Manila (AsiaNews) – In the Philippines children are victims of prostitution rings, sex slaves for hire, forced to work in high seas or open fields for up to 15 hours a day. They till the land, labour in the mines or scrub floors as domestic workers on duty 24 hours a day, seven days a week for 15 hours a day. Child labour is a curse that touches the lives of about four million children.

When it is fishing season, more than 200,000 of them ranging from the age of 5 to 17 are exploited in the fishing industry with a typical day lasting up to 15 hours under conditions that threaten the children’s physical and psychological integrity. As a result they experience problems associated with decompression, harsh weather, cut, bruises, skin diseases, body burns, hearing impairment and paralysis, not to mention chemical and biological agents and mistreatment at the hands of employers.
..............................
§ TASK REQUIREMENTS: Do these statements agree with the passage on child labor in the Philippines: (a) about four million children are affected by child labor, (b) the children exploited in the fishing industry are all older than 10, (c) a typical fishing-season day for these children lasts up to 12 hours? Answer yes or no for each and quote the deciding words.

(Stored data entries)
..............................
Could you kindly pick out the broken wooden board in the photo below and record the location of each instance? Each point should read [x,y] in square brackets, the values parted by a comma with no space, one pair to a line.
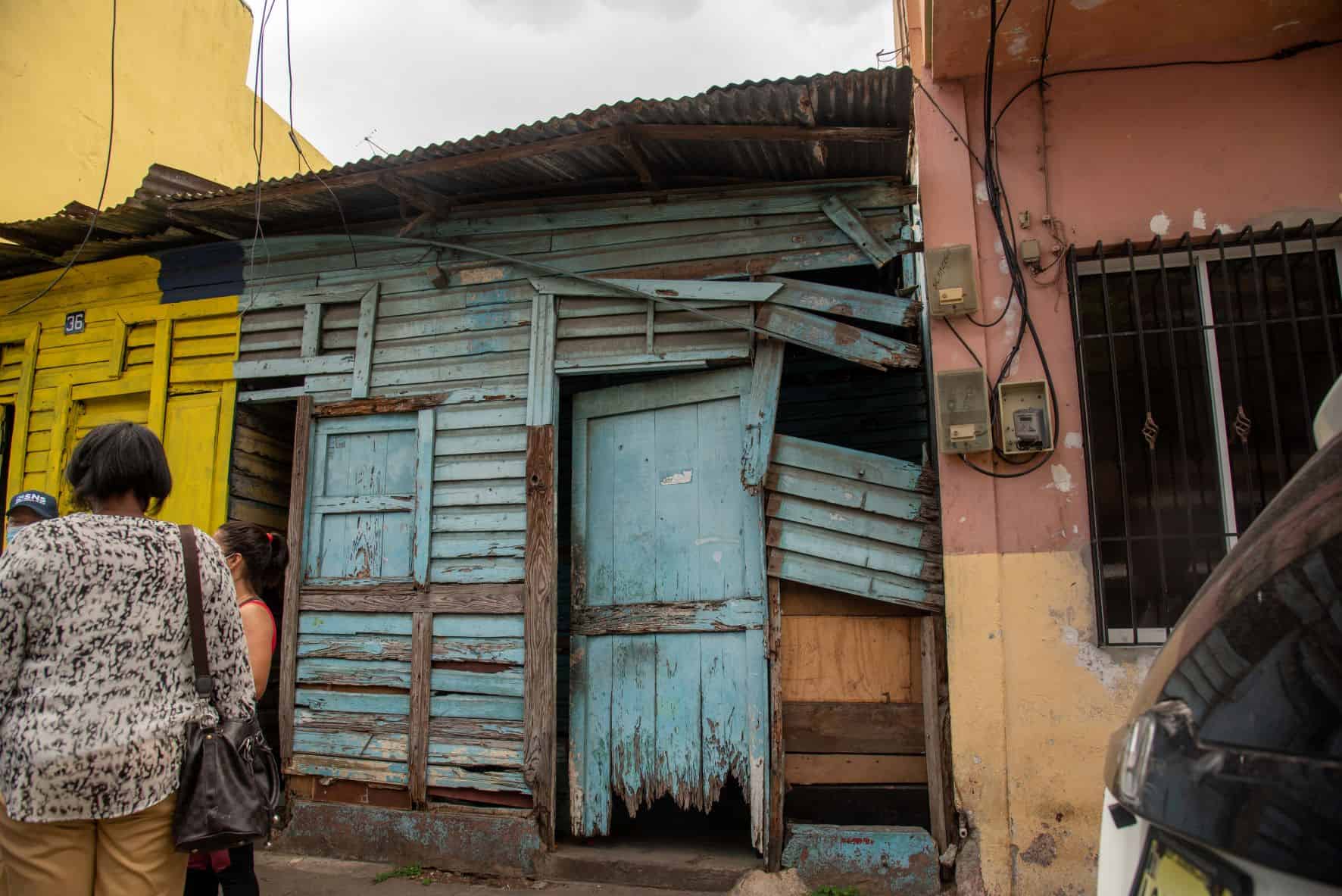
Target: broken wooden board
[839,339]
[844,302]
[854,522]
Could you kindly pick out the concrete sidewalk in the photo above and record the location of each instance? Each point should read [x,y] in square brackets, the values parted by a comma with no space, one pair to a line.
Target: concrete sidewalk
[285,875]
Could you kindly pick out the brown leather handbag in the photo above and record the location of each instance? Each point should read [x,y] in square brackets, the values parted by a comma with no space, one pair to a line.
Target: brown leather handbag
[229,779]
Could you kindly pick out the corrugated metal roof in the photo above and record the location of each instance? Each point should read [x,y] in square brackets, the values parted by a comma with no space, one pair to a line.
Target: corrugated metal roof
[173,208]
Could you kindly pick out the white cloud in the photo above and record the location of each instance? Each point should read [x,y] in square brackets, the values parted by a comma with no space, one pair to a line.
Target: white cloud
[424,73]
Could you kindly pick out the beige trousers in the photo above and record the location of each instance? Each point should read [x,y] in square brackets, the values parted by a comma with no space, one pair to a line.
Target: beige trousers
[130,856]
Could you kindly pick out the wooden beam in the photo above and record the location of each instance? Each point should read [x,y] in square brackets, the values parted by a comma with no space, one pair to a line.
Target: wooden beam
[541,624]
[363,373]
[417,195]
[768,133]
[773,854]
[293,579]
[848,220]
[422,660]
[634,155]
[839,767]
[763,412]
[935,695]
[206,224]
[853,727]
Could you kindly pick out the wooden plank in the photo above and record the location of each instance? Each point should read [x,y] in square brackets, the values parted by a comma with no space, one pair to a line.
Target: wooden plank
[439,598]
[846,659]
[422,651]
[638,160]
[854,579]
[850,220]
[777,727]
[841,339]
[493,779]
[541,620]
[853,727]
[846,302]
[294,367]
[810,600]
[541,384]
[681,290]
[566,144]
[505,683]
[23,410]
[311,341]
[853,464]
[924,535]
[935,698]
[364,342]
[473,706]
[375,772]
[59,436]
[761,412]
[293,577]
[827,769]
[853,550]
[117,349]
[158,377]
[417,193]
[423,495]
[735,614]
[850,492]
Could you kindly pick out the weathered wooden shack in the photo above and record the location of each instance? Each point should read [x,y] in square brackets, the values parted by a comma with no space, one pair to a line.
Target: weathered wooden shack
[607,489]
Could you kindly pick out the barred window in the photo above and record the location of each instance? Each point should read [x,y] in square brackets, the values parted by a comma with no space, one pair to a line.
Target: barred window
[1201,365]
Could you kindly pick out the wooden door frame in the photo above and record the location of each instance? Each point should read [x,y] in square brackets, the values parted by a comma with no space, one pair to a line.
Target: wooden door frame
[541,570]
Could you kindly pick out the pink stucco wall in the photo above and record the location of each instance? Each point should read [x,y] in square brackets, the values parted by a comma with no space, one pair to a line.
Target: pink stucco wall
[1175,149]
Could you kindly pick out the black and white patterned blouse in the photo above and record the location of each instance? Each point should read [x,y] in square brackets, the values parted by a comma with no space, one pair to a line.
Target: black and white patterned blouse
[95,678]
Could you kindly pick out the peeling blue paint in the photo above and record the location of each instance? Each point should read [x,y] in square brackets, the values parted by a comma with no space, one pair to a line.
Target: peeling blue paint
[875,859]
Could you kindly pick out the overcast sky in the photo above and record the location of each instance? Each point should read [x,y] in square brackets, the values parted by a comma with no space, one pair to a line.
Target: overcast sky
[412,73]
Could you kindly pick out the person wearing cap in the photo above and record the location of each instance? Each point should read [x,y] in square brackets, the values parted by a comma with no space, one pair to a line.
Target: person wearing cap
[26,509]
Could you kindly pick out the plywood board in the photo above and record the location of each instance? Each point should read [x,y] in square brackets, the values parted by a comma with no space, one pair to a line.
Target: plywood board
[848,659]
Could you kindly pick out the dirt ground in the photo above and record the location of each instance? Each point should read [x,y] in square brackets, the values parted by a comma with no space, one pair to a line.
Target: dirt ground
[283,875]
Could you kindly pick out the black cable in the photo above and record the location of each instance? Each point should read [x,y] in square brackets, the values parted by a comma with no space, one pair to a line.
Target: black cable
[106,170]
[293,137]
[1286,52]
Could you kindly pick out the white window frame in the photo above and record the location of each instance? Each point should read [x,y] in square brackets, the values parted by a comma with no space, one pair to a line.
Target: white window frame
[1178,259]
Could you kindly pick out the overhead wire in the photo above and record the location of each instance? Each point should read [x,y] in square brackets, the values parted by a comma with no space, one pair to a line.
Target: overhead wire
[293,136]
[106,170]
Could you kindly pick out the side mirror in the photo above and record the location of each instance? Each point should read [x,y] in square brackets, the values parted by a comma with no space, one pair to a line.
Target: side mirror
[1328,423]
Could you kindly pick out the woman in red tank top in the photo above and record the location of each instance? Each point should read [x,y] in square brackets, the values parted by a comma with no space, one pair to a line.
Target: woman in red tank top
[257,558]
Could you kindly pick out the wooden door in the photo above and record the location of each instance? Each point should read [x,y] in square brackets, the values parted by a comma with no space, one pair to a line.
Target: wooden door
[669,688]
[368,503]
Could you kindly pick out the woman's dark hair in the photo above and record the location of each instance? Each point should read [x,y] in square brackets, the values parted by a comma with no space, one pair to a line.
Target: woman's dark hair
..............................
§ ANSWER SECTION:
(a) Yes: "touches the lives of about four million children"
(b) No: "ranging from the age of 5 to 17"
(c) No: "a typical day lasting up to 15 hours"